DOCUMENT EXTRACT:
------------------------

Boulders not only provide visual interest with contrasting texture and color, but also provide a foothold. If the boulders are well placed, the gardener can walk from one side of the hill to the other with the pathway of boulders providing access to every area. From a horticulture point of view, the rocks provide planting pockets for the shrubs and perennials, keeping roots cool.
The contractor created a labyrinth with these large rocks, burying each up to two thirds in the soil so they looked as natural as possible while creating access for weeding and maintenance purposes. Twelve years later, shrubs, roses, ground covers and perennials mingle with the rocks, and there is a beautiful view from the kitchen. The homeowner went on to add a bronze statue of a girl sitting on one of the boulders and, at my encouragement, her gorgeous garden was on the library garden tour a couple of years ago—a great example of what can be done with a difficult slope.

------------------------

WORK REQUEST A: According to the hillside garden passage, how deeply did the contractor bury each large rock in the soil?
WORK REQUEST B: Write a continuation of the hillside garden passage, picking up after its final sentence.
The entries that follow are not required for any of this work.

------------------------

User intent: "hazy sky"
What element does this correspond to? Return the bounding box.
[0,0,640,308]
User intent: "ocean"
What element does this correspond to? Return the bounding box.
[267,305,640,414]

------------------------

TASK OUTPUT A: Each rock was buried up to two thirds in the soil.

TASK OUTPUT B:
Building a retaining wall into the slope is one way to terrace a hillside, but if the hill isn’t too steep, you can terrace a hillside by simply moving the soil and creating the slopes and flat areas. The advantage to terracing is at least two fold: first the plants have a nice flat place to grow, and second, the gardener can access the hillside via the flat areas.
Planting for hillsides
What plants work well on a hillside? Always remember to plan for the mature size of the plant. As a rule, choose plants that once established are dry-soil tolerant and appropriate for your sun or shade conditions. Also, a good 50/50 mix of deciduous and evergreen plants makes for an easy guide when planning winter interest.
For a sunny hillside, try the Flower Carpet family of roses. “Pink Supreme” is the most prolific bloomer and has the nicest arching habit. This shrub rose is about 3’ x 3’ but could get a bit wider. It blooms from early spring until late fall, self-cleans and is disease and pest resistant. What could be easier?
A ground cover like ajuga “Bronze Beauty” underneath the roses adds to the succession of bloom and helps suppress weeds. Finally a low spreading evergreen shrub like juniper “Daubs Frosted” or Juniper “Saybrook Gold” provides good contrast in color with gold tipped branches. It also looks great draping over the boulders and provides great winter interest. Another shrub to consider is the new family of dwarf buddlea called “Lo and Behold.”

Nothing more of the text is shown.